**Task to carry out:**
Convert the lines of data between the line holding "Give x and y for each instance of the fresh" and the line holding "<point>819,29</point>", inclusive, into a numbered list, skipping any blank lines.

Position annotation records
START

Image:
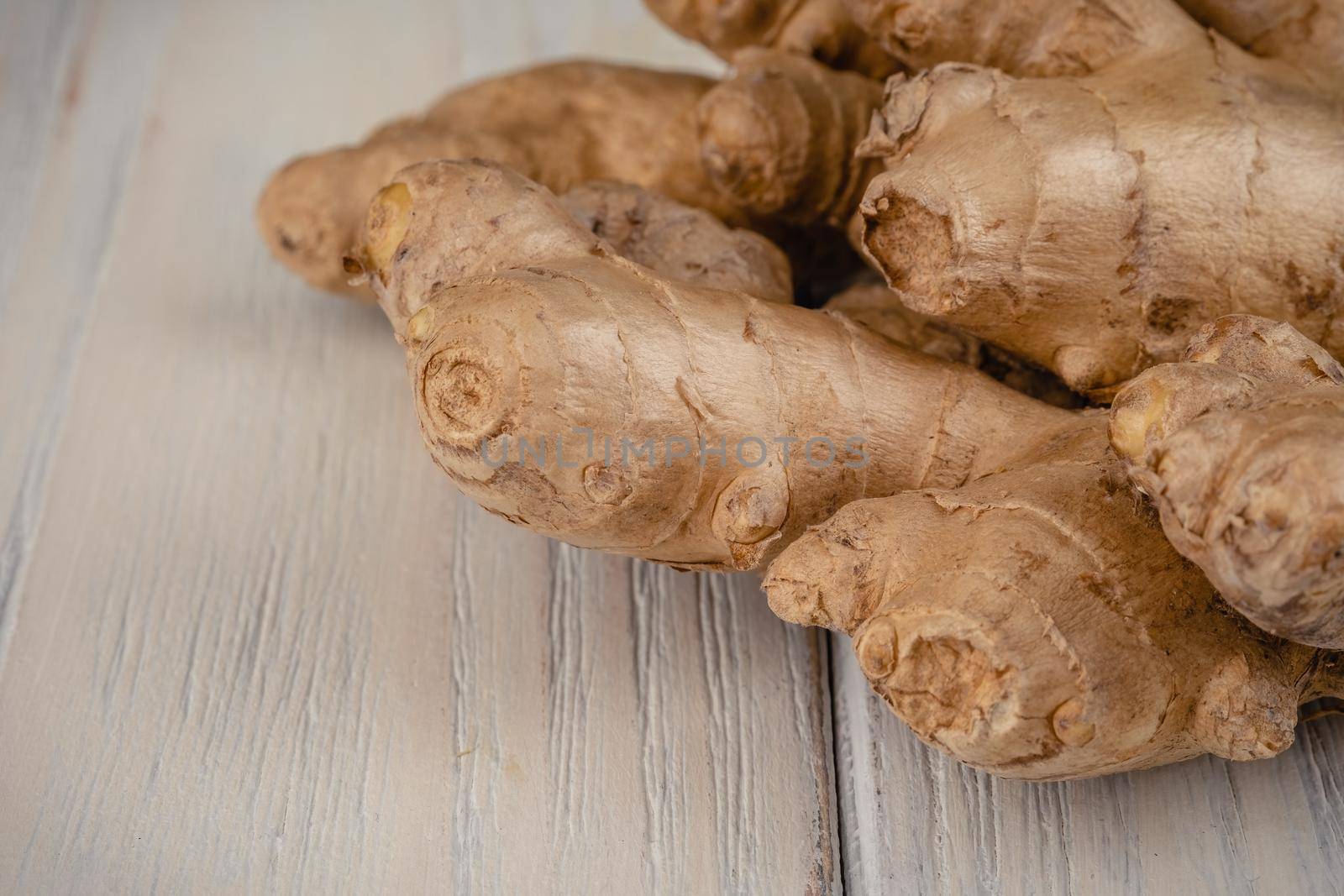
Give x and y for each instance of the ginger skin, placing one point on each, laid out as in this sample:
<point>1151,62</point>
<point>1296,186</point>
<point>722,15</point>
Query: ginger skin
<point>948,591</point>
<point>522,324</point>
<point>562,125</point>
<point>817,29</point>
<point>1035,624</point>
<point>1084,183</point>
<point>979,217</point>
<point>1011,598</point>
<point>680,242</point>
<point>1241,446</point>
<point>779,137</point>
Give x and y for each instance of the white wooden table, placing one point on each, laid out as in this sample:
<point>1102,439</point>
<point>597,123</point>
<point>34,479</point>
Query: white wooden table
<point>250,641</point>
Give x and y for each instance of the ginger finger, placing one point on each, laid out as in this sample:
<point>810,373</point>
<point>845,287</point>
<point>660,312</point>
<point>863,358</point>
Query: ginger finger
<point>880,311</point>
<point>1028,38</point>
<point>1247,472</point>
<point>1307,33</point>
<point>779,137</point>
<point>817,29</point>
<point>564,338</point>
<point>680,242</point>
<point>1035,624</point>
<point>561,123</point>
<point>1081,223</point>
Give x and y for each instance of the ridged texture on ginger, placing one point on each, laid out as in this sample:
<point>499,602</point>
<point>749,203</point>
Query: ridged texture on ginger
<point>879,309</point>
<point>561,123</point>
<point>680,242</point>
<point>779,137</point>
<point>575,338</point>
<point>1010,594</point>
<point>1305,33</point>
<point>1242,450</point>
<point>1090,224</point>
<point>817,29</point>
<point>1028,38</point>
<point>1035,624</point>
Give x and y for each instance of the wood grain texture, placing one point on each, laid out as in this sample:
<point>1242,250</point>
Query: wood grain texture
<point>252,642</point>
<point>914,820</point>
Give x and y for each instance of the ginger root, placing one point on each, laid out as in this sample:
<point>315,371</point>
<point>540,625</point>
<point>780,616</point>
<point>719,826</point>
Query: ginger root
<point>523,327</point>
<point>680,242</point>
<point>1242,450</point>
<point>561,123</point>
<point>1011,598</point>
<point>1082,184</point>
<point>817,29</point>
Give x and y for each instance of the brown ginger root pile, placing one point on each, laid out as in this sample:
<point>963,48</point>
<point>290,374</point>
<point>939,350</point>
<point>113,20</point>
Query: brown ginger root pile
<point>561,123</point>
<point>817,29</point>
<point>685,244</point>
<point>1011,598</point>
<point>1241,446</point>
<point>779,136</point>
<point>1082,183</point>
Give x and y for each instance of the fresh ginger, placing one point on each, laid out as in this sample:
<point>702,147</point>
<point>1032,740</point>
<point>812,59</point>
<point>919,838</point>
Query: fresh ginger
<point>1012,600</point>
<point>521,324</point>
<point>1122,177</point>
<point>680,242</point>
<point>562,125</point>
<point>819,29</point>
<point>1242,450</point>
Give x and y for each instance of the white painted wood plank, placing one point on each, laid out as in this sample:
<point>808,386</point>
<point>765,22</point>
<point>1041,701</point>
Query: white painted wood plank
<point>37,40</point>
<point>259,645</point>
<point>914,821</point>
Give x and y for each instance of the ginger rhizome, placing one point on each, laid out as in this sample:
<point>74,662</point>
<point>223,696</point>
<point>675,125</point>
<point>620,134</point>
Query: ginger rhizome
<point>562,125</point>
<point>1012,598</point>
<point>1241,446</point>
<point>1084,184</point>
<point>817,29</point>
<point>522,325</point>
<point>1093,223</point>
<point>779,136</point>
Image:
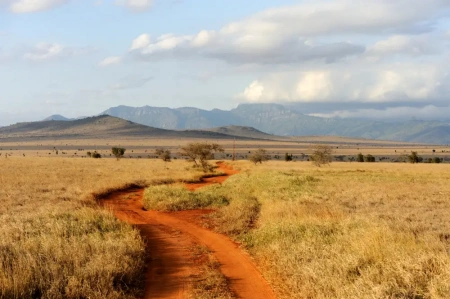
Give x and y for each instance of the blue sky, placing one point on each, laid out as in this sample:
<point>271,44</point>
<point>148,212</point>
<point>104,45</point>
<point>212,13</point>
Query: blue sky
<point>375,59</point>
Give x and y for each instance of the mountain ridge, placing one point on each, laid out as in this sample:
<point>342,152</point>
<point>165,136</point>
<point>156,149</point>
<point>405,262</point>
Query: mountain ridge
<point>279,120</point>
<point>101,126</point>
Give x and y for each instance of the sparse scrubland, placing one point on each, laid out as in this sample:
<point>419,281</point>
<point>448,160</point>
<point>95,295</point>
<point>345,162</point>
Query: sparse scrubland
<point>343,231</point>
<point>348,230</point>
<point>55,242</point>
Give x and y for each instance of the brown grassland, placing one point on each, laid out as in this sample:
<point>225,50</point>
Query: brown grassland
<point>55,242</point>
<point>348,230</point>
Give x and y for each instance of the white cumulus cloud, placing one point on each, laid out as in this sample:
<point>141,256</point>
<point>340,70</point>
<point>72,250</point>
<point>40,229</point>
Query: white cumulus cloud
<point>29,6</point>
<point>112,60</point>
<point>49,51</point>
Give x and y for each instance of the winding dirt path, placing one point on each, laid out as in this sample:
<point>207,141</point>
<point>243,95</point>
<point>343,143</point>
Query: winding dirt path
<point>170,237</point>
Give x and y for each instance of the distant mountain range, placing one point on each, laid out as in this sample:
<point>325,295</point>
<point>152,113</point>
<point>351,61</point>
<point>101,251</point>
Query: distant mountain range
<point>274,119</point>
<point>280,120</point>
<point>105,126</point>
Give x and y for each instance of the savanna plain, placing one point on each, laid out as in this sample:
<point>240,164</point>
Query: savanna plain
<point>344,230</point>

END

**Correct output:**
1. Give x and y for each instance of the fresh ginger, placing one point on each, laid out as in this sample:
2. <point>702,147</point>
3. <point>1032,740</point>
4. <point>812,59</point>
5. <point>919,838</point>
6. Query: fresh ginger
7. <point>1012,600</point>
8. <point>521,324</point>
9. <point>1122,177</point>
10. <point>680,242</point>
11. <point>562,125</point>
12. <point>819,29</point>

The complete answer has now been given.